=== Exercise brief ===
Below are records with pictures. Transcribe exactly, and only, the lines from the line with "# each result a point per instance, shaped like [(725, 360)]" to the line with "# each result a point per instance, shaped like [(453, 612)]", both ends included, but not the pictures.

=== Stored data ===
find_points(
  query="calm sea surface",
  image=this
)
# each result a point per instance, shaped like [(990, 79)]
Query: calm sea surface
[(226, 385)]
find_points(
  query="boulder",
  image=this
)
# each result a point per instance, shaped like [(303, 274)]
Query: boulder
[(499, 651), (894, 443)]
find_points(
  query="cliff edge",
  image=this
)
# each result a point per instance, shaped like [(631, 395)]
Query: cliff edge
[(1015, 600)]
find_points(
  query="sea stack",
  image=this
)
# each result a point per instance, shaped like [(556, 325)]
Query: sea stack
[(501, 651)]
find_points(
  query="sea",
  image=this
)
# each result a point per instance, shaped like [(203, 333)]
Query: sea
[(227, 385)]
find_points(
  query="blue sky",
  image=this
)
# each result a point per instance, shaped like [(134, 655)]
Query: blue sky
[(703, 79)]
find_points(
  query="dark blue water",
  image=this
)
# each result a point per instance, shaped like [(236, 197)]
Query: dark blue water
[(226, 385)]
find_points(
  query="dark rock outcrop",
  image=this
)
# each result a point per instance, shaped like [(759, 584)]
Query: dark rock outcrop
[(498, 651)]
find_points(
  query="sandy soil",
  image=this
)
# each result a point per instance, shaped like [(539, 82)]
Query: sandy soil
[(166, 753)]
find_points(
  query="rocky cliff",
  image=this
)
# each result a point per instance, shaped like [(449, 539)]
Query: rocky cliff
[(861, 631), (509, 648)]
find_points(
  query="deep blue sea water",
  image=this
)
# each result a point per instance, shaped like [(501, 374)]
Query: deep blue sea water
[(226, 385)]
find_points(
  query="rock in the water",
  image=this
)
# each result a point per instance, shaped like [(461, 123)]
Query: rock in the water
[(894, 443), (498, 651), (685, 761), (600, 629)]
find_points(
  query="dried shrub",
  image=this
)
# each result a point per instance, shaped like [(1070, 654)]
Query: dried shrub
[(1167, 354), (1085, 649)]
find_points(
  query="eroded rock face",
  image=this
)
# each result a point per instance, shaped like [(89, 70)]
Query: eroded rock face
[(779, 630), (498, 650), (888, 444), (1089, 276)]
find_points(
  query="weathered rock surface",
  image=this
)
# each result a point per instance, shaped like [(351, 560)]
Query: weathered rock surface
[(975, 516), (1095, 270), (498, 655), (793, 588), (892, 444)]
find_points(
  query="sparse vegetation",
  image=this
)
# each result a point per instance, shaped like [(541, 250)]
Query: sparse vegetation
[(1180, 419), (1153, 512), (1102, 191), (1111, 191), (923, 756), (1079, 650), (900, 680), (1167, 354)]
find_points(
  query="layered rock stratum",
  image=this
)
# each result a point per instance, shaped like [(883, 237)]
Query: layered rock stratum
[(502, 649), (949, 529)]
* * *
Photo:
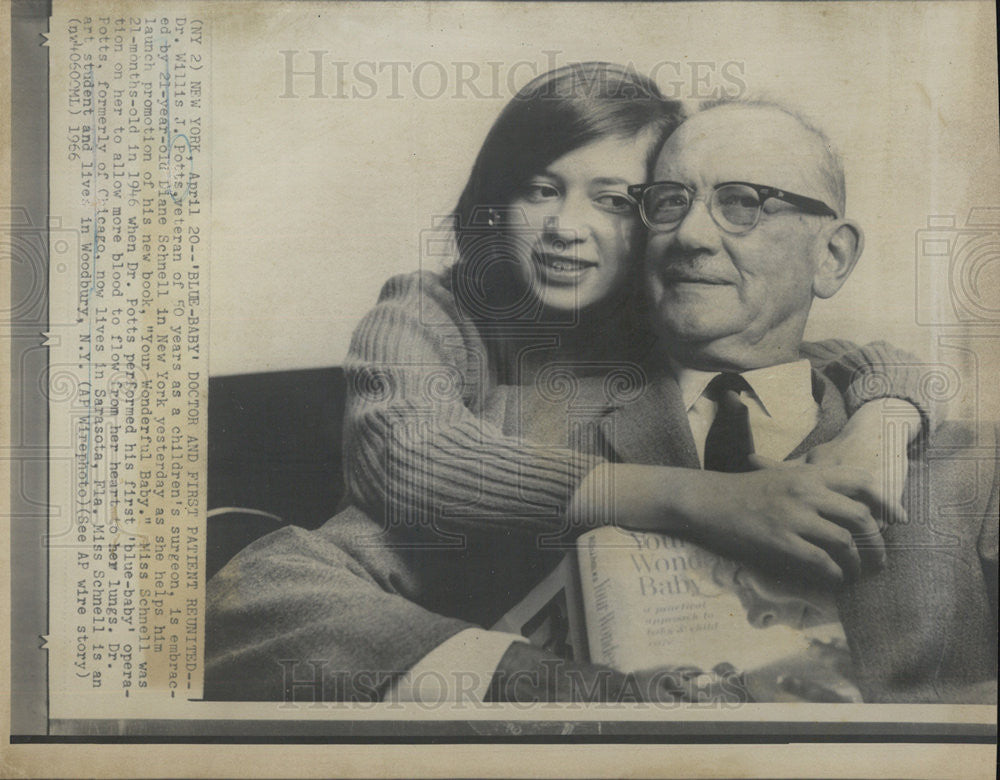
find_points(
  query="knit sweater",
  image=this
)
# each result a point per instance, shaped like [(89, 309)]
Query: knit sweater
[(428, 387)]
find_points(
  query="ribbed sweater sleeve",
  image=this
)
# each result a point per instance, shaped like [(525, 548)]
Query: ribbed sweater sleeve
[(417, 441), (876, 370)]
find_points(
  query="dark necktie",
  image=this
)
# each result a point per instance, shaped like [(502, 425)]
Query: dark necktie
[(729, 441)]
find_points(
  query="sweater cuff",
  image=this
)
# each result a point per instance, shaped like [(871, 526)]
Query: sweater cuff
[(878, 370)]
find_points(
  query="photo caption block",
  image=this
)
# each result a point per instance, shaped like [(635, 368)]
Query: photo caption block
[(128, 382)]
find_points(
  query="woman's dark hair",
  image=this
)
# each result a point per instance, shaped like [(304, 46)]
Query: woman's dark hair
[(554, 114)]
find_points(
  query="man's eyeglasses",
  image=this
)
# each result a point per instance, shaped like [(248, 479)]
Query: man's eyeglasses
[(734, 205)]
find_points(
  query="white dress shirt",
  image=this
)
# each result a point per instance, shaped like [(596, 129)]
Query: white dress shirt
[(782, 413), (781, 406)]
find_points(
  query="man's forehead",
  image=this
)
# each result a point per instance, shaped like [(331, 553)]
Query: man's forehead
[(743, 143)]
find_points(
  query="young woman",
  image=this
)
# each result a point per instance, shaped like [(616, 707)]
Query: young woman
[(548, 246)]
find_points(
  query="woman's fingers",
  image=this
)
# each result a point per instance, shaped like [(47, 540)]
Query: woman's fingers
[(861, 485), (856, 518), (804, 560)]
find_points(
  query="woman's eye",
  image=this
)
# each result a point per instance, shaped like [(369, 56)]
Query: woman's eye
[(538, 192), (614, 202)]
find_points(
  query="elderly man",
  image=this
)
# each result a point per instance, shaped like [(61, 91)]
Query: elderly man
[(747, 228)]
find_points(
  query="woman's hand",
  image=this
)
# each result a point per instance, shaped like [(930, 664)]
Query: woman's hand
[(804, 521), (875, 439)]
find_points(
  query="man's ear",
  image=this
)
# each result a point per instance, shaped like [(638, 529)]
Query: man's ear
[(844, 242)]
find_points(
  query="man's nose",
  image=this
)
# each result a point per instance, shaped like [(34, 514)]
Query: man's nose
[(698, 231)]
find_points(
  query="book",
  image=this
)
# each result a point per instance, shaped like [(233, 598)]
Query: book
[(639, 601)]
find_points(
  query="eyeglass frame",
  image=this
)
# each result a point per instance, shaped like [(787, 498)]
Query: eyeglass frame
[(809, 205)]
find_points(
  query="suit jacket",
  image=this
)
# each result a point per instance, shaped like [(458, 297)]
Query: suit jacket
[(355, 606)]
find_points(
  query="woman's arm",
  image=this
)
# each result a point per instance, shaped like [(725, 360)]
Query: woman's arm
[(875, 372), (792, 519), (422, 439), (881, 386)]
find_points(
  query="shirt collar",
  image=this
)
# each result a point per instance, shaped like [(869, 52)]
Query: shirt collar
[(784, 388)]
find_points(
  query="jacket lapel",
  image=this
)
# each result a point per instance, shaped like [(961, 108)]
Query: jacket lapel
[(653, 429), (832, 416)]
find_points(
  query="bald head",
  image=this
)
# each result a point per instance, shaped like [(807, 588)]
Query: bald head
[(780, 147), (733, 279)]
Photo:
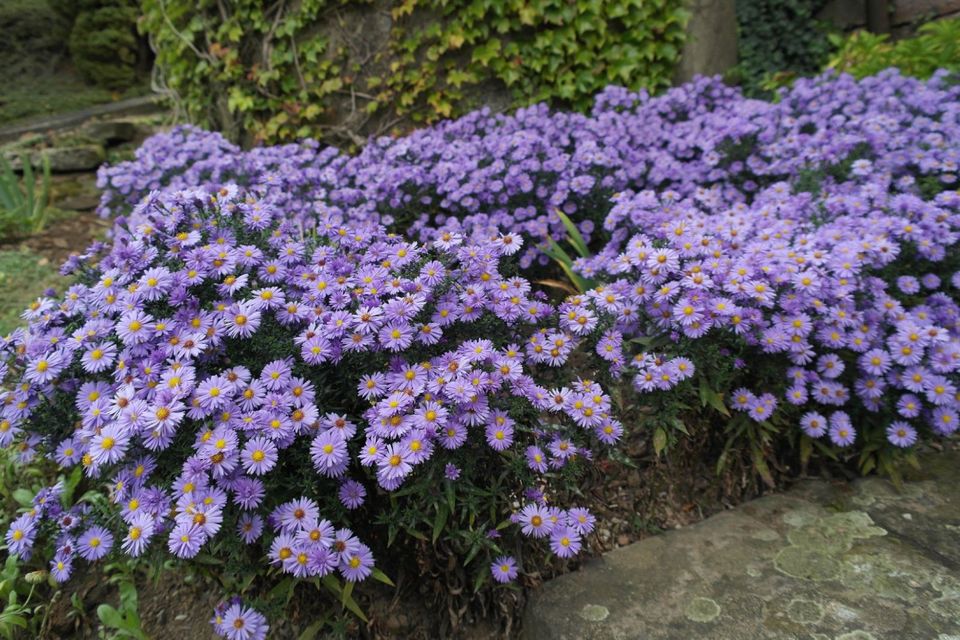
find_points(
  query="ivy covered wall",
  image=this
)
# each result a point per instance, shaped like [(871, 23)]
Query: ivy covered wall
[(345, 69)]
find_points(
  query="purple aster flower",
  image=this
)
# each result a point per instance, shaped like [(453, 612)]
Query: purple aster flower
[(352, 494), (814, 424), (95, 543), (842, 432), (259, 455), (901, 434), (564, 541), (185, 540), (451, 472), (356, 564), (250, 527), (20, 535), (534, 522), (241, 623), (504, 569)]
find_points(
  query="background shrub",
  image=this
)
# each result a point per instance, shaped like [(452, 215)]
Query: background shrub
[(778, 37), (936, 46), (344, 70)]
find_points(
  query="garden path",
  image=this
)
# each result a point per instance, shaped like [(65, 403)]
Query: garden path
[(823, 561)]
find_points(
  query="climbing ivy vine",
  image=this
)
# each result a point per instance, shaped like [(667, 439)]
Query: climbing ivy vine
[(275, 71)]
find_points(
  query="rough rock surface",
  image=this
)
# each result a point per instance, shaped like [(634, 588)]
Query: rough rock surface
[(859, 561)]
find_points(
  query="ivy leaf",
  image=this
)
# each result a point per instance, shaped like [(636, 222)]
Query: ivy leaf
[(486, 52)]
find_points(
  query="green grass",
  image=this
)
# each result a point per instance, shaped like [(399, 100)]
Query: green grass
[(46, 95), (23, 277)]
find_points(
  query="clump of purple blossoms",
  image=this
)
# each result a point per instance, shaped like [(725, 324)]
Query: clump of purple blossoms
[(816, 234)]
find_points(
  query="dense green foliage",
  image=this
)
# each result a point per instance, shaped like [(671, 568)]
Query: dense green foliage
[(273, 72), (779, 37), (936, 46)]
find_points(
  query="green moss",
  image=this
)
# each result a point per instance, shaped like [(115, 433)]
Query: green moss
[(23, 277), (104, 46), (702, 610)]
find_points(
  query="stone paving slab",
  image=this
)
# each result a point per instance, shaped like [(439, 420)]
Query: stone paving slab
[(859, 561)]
* * *
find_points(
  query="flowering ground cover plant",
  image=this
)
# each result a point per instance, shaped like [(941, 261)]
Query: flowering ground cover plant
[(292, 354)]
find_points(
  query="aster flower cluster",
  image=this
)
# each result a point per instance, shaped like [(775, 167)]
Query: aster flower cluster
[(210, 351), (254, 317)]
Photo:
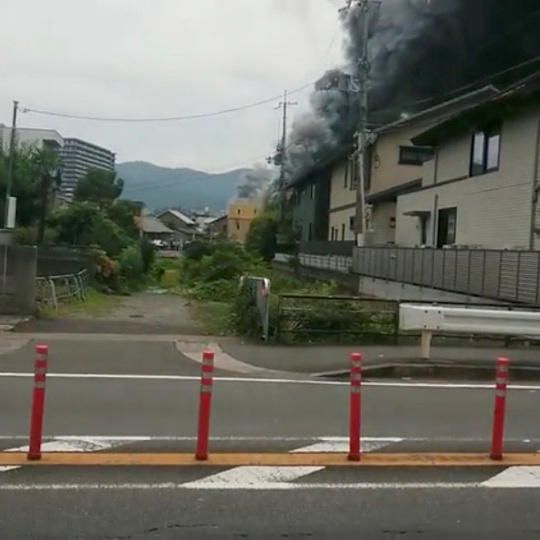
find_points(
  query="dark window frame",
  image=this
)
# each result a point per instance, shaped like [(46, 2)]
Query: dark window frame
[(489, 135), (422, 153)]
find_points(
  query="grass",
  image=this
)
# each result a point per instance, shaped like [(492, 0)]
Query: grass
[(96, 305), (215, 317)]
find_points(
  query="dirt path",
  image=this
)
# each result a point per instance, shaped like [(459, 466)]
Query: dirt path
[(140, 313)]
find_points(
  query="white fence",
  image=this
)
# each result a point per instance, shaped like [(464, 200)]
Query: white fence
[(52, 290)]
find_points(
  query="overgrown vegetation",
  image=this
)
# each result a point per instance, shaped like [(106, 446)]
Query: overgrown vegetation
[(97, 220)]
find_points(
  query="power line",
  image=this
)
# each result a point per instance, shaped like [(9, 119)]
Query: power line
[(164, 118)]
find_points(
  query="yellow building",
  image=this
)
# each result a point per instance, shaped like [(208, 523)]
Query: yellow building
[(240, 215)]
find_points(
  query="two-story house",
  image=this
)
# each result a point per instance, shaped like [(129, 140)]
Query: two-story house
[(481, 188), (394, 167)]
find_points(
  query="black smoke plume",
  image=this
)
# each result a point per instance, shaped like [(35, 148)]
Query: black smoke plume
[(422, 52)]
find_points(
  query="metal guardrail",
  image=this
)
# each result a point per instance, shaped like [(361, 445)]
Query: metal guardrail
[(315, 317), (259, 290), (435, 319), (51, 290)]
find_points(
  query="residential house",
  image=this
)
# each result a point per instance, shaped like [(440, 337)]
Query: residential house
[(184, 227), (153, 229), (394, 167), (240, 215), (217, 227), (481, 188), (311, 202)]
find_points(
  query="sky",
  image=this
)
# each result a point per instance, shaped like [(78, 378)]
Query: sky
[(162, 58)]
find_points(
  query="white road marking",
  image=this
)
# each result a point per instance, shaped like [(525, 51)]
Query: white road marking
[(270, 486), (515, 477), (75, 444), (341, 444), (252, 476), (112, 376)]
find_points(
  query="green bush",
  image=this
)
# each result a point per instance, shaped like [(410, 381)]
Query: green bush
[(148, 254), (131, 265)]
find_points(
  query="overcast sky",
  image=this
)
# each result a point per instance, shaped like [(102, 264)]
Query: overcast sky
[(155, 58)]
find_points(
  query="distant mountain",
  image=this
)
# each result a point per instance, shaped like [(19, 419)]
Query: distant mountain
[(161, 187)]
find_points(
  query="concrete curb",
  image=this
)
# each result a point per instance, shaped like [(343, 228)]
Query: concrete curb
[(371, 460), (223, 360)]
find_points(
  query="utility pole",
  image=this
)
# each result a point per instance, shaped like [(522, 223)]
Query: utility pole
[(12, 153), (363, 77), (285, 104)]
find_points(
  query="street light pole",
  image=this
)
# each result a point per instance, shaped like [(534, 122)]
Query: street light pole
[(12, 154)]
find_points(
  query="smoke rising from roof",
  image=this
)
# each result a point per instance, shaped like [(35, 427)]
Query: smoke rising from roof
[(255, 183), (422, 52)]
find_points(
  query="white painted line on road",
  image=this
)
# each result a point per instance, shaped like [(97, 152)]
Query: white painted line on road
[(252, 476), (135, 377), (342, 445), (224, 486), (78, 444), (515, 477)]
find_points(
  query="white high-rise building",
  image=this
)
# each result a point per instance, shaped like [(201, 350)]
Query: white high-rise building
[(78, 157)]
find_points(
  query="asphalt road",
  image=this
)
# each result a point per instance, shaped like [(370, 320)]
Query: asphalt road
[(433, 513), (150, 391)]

=== Solution to this exercise ===
# each result a point per instance, shaped like [(725, 360)]
Query: woman's arm
[(875, 372), (792, 519), (422, 439), (881, 386)]
find_points(
  query="shirt collar",
  image=this
)
# each result a point per instance, shaped like [(869, 52)]
Query: shirt collar
[(784, 388)]
find_points(
  query="jacket lapel",
  image=this
)
# each result a point per instance, shaped like [(961, 108)]
Query: jacket lapel
[(653, 429), (832, 416)]
find_points(
  query="bald head",
  image=this
)
# each result a point per instance, shaped like [(807, 588)]
Query: bald head
[(780, 147), (733, 279)]
Photo:
find_points(
  query="ivy covered wall",
  image=this
)
# each result a point per instance, shaped like [(871, 23)]
Query: ivy covered wall
[(345, 69)]
find_points(
  query="purple aster flower",
  image=this
)
# each result a point per instance, shaped like [(453, 612)]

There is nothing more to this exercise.